:: Ausgewählter Auszug ::
· · · · · · ·

Urteil vom 23. August 2023  
 
I. strafrechtliche Abteilung  
 
Besetzung 
Bundesrichterin Jacquemoud-Rossari, Präsidentin, 
Bundesrichterin van de Graaf, 
nebenamtliche Bundesrichterin Wasser-Keller, 
Gerichtsschreiberin Unseld. 
 
Verfahrensbeteiligte 
A.________, 
vertreten durch Advokat Erik Wassmer, 
Beschwerdeführerin, 
 
gegen  
 
Oberstaatsanwaltschaft des Kantons Aargau, 
Frey-Herosé-Strasse 20, Wielandhaus, 5001 Aarau, 
Beschwerdegegnerin. 
 
Gegenstand 
Widerhandlungen gegen das Strassenverkehrsgesetz; Strafbefreiung, Kostenfolgen, 
 
Beschwerde gegen das Urteil des Obergerichts des Kantons Aargau, Strafgericht, 3. Kammer, vom 8. Mai 2023 (SST.2023.8). 
 
 
Sachverhalt:  
 
A.  
A.________ fuhr am 23. Juni 2021, um 13.00 Uhr, mit dem Kleinmotorrad in Rheinfelden mit ca. 30 bis 40 km/h auf dem mit einem Fahrverbot für Motorräder versehenen U.________weg Richtung Rheinfelden. In der Rechtskurve kam sie nach links ins Wiesland ab, wobei sie zu Fall kam und sich verletzte. 
 
B.  
Die Staatsanwaltschaft Rheinfelden-Laufenburg verurteilte A.________ mit Strafbefehl vom 28. Juli 2021 wegen fahrlässiger Verletzung der Verkehrsregeln durch Nichtbeherrschen des Fahrzeugs, fahrlässiger Verletzung der Verkehrsregeln durch mangelnde Aufmerksamkeit und Verletzung der Verkehrsregeln durch Nichtbeachten des Vorschriftssignals "Verbot für Motorräder" zu einer Busse von Fr. 250.--, ersatzweise drei Tage Freiheitsstrafe.

· · · · · · ·

:: Bereitgestelltes Material ::

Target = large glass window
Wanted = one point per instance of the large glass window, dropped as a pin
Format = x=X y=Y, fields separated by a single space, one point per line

· · · · · · ·

:: Aufgaben ::
a) Zitieren Sie aus dem Gerichtsurteil die Stelle zwischen "Die Staatsanwaltschaft Rheinfelden-Laufenburg" und "drei Tage Freiheitsstrafe.", beide eingeschlossen.
b) Erklären Sie anhand des Gerichtsurteils in ein bis drei Sätzen, weshalb die Staatsanwaltschaft Rheinfelden-Laufenburg der Fahrerin des Kleinmotorrads eine Busse auferlegte.
c) Setzen Sie das Gerichtsurteil zum Motorradunfall in Rheinfelden nach seinem letzten Satz fort.
Die Zeilen spielen hierfür keine Rolle.

:: Die Antworten ::
a)
Die Staatsanwaltschaft Rheinfelden-Laufenburg verurteilte A.________ mit Strafbefehl vom 28. Juli 2021 wegen fahrlässiger Verletzung der Verkehrsregeln durch Nichtbeherrschen des Fahrzeugs, fahrlässiger Verletzung der Verkehrsregeln durch mangelnde Aufmerksamkeit und Verletzung der Verkehrsregeln durch Nichtbeachten des Vorschriftssignals "Verbot für Motorräder" zu einer Busse von Fr. 250.--, ersatzweise drei Tage Freiheitsstrafe.

b) Die Staatsanwaltschaft verurteilte sie wegen fahrlässiger Verletzung der Verkehrsregeln durch Nichtbeherrschen des Fahrzeugs und durch mangelnde Aufmerksamkeit sowie wegen Verletzung der Verkehrsregeln durch Nichtbeachten des Vorschriftssignals „Verbot für Motorräder“. Dafür setzte sie eine Busse von Fr. 250.-- fest, ersatzweise drei Tage Freiheitsstrafe.

c)
 
C.  
Auf Einsprache von A.________ hin bestätigte die Präsidentin des Bezirksgerichts Rheinfelden am 23. September 2022 die Schuldsprüche, sah jedoch gestützt auf Art. 54 StGB von einer Strafe ab. Die Verfahrenskosten von Fr. 1'980.-- auferlegte sie A.________. 
 
D.  
Das Obergericht des Kantons Aargau sprach A.________ auf deren Berufung hin mit Urteil vom 8. Mai 2023 der Verletzung der Verkehrsregeln durch Nichtbeherrschen des Fahrzeugs infolge mangelnder Aufmerksamkeit gemäss Art. 90 Abs. 1 i.V.m. Art. 31 Abs. 1 SVG und Art. 3 Abs. 1 VRV und Verletzung der Verkehrsregeln durch Nichtbeachten eines Verkehrssignals gemäss Art. 90 Abs. 1 i.V.m. Art. 27 Abs. 1 SVG schuldig. Es sah gestützt auf Art. 54 StGB von einer Strafe ab. Es bestätigte den erstinstanzlichen Kostenentscheid und auferlegte A.________ zusätzlich die obergerichtlichen Verfahrenskosten von Fr. 3'000.--. 
 
E.  
A.________ führt Beschwerde in Strafsachen mit dem Antrag, das Urteil des Obergerichts des Kantons Aargau sei aufzuheben und das gegen sie angehobene Strafverfahren sei einzustellen. Eventualiter seien die Verfahrenskosten aller Vorinstanzen dem Staat zu überbinden. Sie ersucht zudem um unentgeltliche Rechtspflege und Erteilung der aufschiebenden Wirkung. 
 
F.  
Das Gesuch um aufschiebende Wirkung wurde am 21. Juni 2023 präsidialiter abgewiesen. 
 
 
Erwägungen:  
 
1.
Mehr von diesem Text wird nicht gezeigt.